- Opening Delimiter -

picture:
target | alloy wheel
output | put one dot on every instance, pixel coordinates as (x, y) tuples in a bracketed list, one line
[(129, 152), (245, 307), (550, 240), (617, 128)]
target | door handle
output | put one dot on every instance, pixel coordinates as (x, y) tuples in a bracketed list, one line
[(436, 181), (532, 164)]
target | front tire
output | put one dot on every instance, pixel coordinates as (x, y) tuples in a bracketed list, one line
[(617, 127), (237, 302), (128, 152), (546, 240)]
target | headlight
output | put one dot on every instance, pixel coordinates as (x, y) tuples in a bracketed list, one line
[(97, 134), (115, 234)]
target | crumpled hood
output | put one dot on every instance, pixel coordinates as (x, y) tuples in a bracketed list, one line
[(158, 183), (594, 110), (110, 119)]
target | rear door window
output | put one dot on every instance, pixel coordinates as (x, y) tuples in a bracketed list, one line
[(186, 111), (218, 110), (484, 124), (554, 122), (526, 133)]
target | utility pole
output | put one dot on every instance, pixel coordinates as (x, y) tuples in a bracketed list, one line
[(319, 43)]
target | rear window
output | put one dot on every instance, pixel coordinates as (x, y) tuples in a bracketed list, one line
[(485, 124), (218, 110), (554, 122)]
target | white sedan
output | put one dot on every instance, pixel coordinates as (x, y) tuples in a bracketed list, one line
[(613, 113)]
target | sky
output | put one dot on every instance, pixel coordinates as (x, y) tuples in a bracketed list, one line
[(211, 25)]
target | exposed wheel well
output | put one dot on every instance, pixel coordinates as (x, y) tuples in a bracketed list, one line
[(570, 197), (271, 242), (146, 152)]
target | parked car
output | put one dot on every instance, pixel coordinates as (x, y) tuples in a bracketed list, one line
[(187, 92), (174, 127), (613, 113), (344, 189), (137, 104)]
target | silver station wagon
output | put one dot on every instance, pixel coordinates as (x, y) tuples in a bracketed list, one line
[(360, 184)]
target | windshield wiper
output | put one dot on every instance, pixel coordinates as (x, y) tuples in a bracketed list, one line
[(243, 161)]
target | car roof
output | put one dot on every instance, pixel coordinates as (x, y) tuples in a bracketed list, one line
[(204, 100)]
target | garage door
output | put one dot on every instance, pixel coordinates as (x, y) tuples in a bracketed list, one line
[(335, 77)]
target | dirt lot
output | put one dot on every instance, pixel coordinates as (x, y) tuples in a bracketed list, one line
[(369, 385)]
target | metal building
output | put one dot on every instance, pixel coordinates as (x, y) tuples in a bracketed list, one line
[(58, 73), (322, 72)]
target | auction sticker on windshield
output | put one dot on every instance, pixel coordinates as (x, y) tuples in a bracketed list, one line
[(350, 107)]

- Closing Delimiter -

## DIRECTIONS FOR THIS TASK
From the data above, reproduce word for word the lines running from the line with "target | rear window" to the line with "target | exposed wheel well", ends included.

## RESULT BELOW
target | rear window
output | put one dot on every instance, pixel coordinates as (x, y) tuples in a bracketed list, one line
[(485, 124), (218, 110), (554, 122)]
target | white sedan
output | put one dot on every instance, pixel coordinates as (x, y) tuples in a bracketed list, one line
[(613, 113)]
target | sky
output | put one dot on every instance, pixel coordinates as (x, y) tuples in a bracketed list, one line
[(211, 25)]
target | exposed wheel well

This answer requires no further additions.